►
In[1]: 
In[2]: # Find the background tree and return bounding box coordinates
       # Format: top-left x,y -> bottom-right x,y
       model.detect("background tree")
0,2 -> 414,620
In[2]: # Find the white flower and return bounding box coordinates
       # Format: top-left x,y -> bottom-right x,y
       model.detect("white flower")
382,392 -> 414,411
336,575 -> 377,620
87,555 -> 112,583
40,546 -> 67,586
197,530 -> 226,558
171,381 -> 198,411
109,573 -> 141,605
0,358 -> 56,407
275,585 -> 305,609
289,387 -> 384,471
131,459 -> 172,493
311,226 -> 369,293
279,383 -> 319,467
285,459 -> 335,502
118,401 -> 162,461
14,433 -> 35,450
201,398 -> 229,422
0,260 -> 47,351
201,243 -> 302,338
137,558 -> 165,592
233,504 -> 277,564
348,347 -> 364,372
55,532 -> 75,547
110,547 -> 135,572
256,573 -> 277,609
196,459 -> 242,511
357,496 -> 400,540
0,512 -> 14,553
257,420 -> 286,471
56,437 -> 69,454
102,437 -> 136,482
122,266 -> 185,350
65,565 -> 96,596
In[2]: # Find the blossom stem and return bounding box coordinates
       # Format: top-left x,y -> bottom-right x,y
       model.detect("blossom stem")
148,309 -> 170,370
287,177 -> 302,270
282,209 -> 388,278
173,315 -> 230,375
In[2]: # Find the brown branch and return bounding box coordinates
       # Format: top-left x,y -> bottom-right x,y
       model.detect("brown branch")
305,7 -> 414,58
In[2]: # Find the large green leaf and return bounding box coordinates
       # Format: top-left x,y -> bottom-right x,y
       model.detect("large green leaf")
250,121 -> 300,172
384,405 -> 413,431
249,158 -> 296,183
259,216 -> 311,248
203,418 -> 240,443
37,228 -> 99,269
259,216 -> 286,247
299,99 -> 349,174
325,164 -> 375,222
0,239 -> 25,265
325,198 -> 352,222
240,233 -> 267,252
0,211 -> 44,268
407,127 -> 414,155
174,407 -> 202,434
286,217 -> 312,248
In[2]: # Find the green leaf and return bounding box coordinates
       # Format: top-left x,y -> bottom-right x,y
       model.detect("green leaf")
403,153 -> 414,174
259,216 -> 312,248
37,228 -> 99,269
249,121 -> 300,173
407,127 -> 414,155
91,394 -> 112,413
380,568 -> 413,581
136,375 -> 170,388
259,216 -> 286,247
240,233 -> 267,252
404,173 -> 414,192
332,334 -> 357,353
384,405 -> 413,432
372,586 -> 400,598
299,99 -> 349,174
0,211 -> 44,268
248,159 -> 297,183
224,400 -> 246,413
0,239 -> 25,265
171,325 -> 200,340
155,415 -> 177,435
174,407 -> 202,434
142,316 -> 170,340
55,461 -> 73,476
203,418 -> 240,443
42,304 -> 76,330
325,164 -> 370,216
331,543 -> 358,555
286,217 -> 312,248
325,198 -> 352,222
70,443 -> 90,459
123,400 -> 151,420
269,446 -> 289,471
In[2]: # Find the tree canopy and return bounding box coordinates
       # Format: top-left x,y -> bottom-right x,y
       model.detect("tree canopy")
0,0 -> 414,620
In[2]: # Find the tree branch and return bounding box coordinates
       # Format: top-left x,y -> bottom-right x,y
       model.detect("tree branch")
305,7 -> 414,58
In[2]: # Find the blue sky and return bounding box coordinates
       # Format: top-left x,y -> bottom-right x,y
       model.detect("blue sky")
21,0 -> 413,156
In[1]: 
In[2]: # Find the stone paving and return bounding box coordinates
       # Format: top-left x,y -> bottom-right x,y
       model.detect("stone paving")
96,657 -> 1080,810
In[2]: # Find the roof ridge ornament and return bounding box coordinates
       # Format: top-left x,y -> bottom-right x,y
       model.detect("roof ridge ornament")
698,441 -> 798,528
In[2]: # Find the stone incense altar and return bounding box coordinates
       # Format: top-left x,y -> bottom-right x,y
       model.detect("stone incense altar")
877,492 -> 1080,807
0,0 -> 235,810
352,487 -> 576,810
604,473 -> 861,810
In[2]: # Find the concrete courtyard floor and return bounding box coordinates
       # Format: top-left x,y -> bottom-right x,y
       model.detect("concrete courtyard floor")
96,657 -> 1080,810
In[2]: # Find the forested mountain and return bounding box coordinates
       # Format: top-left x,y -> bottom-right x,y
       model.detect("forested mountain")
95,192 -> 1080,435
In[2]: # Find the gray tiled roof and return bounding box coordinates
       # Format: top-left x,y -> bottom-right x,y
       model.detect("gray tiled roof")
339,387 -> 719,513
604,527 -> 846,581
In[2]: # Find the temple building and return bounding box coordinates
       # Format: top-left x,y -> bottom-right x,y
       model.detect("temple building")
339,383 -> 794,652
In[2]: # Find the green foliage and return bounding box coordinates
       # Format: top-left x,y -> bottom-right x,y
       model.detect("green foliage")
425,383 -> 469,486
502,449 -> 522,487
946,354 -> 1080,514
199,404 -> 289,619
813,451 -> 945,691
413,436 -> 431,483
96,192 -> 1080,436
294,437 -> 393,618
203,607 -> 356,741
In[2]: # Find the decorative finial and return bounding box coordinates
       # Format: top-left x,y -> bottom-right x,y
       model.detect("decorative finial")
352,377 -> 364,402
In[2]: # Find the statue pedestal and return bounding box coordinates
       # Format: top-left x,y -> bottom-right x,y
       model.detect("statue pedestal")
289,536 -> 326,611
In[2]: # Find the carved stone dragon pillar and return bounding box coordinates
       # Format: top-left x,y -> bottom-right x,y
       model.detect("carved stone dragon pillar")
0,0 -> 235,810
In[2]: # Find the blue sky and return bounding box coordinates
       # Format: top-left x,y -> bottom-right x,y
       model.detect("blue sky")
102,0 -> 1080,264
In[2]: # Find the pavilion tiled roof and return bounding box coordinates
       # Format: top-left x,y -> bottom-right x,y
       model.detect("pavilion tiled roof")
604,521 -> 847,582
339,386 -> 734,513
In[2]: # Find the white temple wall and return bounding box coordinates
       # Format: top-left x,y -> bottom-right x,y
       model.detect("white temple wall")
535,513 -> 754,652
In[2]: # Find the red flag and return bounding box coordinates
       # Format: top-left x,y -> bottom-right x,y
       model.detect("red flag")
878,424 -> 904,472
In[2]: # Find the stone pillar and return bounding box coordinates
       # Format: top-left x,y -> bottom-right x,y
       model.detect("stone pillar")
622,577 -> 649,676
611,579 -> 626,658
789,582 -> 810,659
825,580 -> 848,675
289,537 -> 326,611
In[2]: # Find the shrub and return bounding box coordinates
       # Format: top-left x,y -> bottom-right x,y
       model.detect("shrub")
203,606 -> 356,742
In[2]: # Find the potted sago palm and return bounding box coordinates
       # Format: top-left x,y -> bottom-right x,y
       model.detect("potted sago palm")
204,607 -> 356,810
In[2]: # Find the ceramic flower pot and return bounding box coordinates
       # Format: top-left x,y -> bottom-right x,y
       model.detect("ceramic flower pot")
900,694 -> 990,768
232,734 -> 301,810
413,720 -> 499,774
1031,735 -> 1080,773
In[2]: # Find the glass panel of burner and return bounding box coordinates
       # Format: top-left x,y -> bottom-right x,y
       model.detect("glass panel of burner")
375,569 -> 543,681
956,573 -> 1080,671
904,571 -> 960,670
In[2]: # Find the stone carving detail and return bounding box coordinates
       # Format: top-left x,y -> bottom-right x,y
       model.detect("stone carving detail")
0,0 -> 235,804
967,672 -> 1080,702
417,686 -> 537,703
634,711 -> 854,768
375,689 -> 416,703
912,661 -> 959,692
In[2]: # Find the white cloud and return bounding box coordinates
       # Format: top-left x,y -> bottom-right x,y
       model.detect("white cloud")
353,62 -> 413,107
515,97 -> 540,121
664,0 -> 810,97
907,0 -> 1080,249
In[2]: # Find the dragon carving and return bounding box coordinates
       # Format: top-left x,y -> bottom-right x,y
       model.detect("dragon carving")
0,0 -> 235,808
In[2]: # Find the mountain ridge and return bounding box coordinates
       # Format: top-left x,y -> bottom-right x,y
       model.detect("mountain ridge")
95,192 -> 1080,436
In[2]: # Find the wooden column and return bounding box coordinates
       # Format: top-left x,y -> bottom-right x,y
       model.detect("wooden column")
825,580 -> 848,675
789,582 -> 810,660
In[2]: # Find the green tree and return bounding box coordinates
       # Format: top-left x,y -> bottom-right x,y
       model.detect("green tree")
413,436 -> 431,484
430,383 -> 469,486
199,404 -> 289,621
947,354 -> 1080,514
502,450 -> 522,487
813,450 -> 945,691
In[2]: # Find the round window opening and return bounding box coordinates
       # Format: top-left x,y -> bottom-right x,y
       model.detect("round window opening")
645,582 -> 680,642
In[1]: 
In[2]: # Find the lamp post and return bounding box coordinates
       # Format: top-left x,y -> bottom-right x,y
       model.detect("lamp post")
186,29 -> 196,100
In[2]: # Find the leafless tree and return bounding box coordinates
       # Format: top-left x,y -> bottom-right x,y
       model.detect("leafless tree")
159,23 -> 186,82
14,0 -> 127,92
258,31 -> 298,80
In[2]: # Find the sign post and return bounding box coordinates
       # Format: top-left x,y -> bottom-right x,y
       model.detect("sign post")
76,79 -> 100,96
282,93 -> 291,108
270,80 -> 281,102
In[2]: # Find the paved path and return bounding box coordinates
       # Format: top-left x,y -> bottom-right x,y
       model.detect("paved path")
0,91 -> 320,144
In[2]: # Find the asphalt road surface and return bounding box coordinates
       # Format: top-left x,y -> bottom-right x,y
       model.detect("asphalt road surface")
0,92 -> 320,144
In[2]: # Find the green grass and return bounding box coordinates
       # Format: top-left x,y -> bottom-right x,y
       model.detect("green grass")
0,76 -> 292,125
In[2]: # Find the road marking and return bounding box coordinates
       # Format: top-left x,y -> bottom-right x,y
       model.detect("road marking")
◄
Brief:
Repeat the stretch of items from the start through the line containing "173,315 -> 230,375", with no changes.

Written response:
In[1]: 
In[2]: # Find the background tree and return bounding box coordinates
       # Format: top-left x,y -> bottom-right x,y
       model.detect("background tree")
0,2 -> 414,620
In[2]: # Find the white flower and return bounding box coordinates
       # Format: top-left x,y -> bottom-right x,y
       model.detect("white flower")
382,392 -> 414,411
336,575 -> 377,620
87,555 -> 112,583
40,546 -> 67,586
197,530 -> 226,558
171,381 -> 198,411
109,573 -> 141,605
0,358 -> 56,407
275,585 -> 305,609
289,387 -> 384,471
131,459 -> 172,493
311,226 -> 369,293
279,383 -> 319,467
285,459 -> 335,502
118,401 -> 162,461
14,433 -> 35,450
201,398 -> 229,422
0,260 -> 47,351
201,243 -> 302,338
137,558 -> 165,592
233,504 -> 277,564
348,347 -> 364,372
55,532 -> 75,547
110,547 -> 135,572
256,573 -> 277,609
196,459 -> 242,511
357,496 -> 400,540
0,512 -> 14,553
257,420 -> 286,471
56,437 -> 69,454
102,437 -> 136,482
122,266 -> 185,350
65,565 -> 96,596
In[2]: # Find the blossom stem and return bounding box coordinates
       # Format: top-left x,y -> bottom-right x,y
       model.detect("blossom stem")
148,309 -> 170,370
287,177 -> 302,270
282,209 -> 388,278
173,315 -> 230,375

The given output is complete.